START TEXT FOR ANALYSIS

A matter of tests

A blog about my Raku projects


A matter of tests

I like the way Raku allows me to express myself. I like how the language is optimized for the maximum fun and easiness of expression.

To show this, let me tell you a story. At the beginning of September 2020 my wife Miriam asked me to verify a claim she read on the Internet, that the second wave of COVID-19 was due to the sheer increase of testing. We both doubted that claim, so we decided to get the official data and play with it.

Luckily the Italian government puts a great deal of data about the COVID-19 epidemics on Github, so I went on, did a git clone git://github.com/pcm-dpc/COVID-19.git, and started writing some code.

My aim was to plot both the “new cases” and the “tests,” and see if there was a correlation if any. In order to do so I started extracting the number of tests performed each day, to have a first taste of what I was looking at.

Here is my first program:

#!/usr/bin/env raku

sub readfiles {
  my @files = dir('COVID-19/dati-regioni/',
      test => { .starts-with: 'dpc-covid19-ita-regioni-20' }).sort; # [¹]
  my ($date, @tests);
  for @files -> $file {
    state $prevnumber = 0;                                          # [²]
    my $thisdate = $file.substr: 52, 8;
    my @lines = $file.lines;
    my $testspos = @lines[0].split(',').grep('tamponi', :k)[0];     # [³]
    my $ntests = 0;
    for @lines[1..^@lines.elems] -> $line {
      next unless $line.starts-with('2020');                        # [⁴]
      $ntests += $line.split(',')[$testspos];                       # [⁵]
    }
    my $total = $ntests - $prevnumber;
    $date.push: $thisdate;
    @tests.push: $total;
    $prevnumber = $ntests;
  }
  return $date, |@tests;
}

my ($date, @tests) = readfiles;

for ^$date -> $i {
  put "$date[$i] @tests[$i]";
}

Notes:
[¹] This line read the list of files containing regional data, selects those files whose name starts with a certain string, and sorts those file by name (and so by date, since luckily they’re using a YYYYMMDD format)

END TEXT FOR ANALYSIS
START DATASET

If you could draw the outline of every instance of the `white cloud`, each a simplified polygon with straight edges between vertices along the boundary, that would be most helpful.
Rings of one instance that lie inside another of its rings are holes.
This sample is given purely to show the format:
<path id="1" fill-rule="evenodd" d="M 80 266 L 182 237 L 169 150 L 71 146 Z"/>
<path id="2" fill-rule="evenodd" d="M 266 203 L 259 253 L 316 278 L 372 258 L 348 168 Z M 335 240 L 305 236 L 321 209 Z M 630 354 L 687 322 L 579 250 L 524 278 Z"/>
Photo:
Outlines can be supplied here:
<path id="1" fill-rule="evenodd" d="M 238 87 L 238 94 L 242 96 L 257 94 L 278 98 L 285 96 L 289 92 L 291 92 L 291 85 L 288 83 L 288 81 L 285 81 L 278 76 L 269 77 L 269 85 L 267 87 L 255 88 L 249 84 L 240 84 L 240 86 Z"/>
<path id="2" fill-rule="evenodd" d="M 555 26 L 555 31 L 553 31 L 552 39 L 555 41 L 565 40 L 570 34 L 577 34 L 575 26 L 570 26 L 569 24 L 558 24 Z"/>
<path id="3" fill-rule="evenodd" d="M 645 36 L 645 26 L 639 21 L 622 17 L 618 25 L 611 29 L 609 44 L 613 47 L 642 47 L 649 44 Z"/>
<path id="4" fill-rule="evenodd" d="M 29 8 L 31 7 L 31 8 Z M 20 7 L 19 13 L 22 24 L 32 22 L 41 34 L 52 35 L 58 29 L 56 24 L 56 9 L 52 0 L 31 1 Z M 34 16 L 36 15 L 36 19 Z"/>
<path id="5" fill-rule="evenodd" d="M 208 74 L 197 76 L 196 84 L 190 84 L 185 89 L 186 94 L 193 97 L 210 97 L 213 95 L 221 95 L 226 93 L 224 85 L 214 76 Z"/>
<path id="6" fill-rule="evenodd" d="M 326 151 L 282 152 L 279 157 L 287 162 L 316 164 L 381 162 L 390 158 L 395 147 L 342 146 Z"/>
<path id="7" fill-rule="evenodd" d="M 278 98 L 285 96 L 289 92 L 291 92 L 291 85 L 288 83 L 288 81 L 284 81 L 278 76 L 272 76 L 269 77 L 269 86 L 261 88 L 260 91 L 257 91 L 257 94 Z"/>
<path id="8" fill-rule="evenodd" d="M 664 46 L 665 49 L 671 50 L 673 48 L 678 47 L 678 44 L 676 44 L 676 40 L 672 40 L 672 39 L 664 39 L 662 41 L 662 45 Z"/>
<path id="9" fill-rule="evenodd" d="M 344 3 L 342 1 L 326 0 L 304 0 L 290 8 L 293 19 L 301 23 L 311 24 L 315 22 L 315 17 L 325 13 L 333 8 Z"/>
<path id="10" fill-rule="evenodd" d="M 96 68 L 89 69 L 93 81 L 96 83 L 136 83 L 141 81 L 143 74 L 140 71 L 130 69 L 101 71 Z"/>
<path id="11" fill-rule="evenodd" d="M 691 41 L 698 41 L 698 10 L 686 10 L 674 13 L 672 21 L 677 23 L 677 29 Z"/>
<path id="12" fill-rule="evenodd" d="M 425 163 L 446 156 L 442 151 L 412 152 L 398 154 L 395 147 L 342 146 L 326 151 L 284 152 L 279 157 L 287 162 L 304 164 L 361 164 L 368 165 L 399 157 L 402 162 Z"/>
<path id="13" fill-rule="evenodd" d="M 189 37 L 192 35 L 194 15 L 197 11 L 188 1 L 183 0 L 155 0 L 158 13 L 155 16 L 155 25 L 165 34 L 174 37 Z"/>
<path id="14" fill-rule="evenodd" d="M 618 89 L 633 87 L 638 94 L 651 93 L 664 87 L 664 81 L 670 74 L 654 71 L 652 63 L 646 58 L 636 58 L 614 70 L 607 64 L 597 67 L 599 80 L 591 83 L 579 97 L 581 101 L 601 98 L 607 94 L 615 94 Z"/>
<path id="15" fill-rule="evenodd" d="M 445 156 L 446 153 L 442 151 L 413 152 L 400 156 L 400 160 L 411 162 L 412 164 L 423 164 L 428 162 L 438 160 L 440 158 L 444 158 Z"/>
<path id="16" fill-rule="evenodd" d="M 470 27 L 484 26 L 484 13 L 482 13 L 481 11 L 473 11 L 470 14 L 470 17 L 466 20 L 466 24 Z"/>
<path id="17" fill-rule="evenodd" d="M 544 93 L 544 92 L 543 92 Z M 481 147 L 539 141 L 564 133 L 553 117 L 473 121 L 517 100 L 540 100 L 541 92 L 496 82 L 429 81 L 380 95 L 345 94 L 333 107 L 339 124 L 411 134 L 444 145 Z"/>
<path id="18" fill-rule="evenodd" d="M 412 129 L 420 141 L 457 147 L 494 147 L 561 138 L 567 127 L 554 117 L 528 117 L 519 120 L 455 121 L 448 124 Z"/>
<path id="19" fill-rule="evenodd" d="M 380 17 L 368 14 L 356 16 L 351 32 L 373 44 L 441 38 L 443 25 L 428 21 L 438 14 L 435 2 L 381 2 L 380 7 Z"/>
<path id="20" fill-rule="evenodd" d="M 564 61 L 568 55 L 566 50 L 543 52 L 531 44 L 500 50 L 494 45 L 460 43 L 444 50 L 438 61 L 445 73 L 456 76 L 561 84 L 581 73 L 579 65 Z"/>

END DATASET

Print the Raku blog post from "To show this, let" to "was looking at.". The items have no connection to the Raku blog post.

● **REPLY**:
To show this, let me tell you a story. At the beginning of September 2020 my wife Miriam asked me to verify a claim she read on the Internet, that the second wave of COVID-19 was due to the sheer increase of testing. We both doubted that claim, so we decided to get the official data and play with it.

Luckily the Italian government puts a great deal of data about the COVID-19 epidemics on Github, so I went on, did a git clone git://github.com/pcm-dpc/COVID-19.git, and started writing some code.

My aim was to plot both the “new cases” and the “tests,” and see if there was a correlation if any. In order to do so I started extracting the number of tests performed each day, to have a first taste of what I was looking at.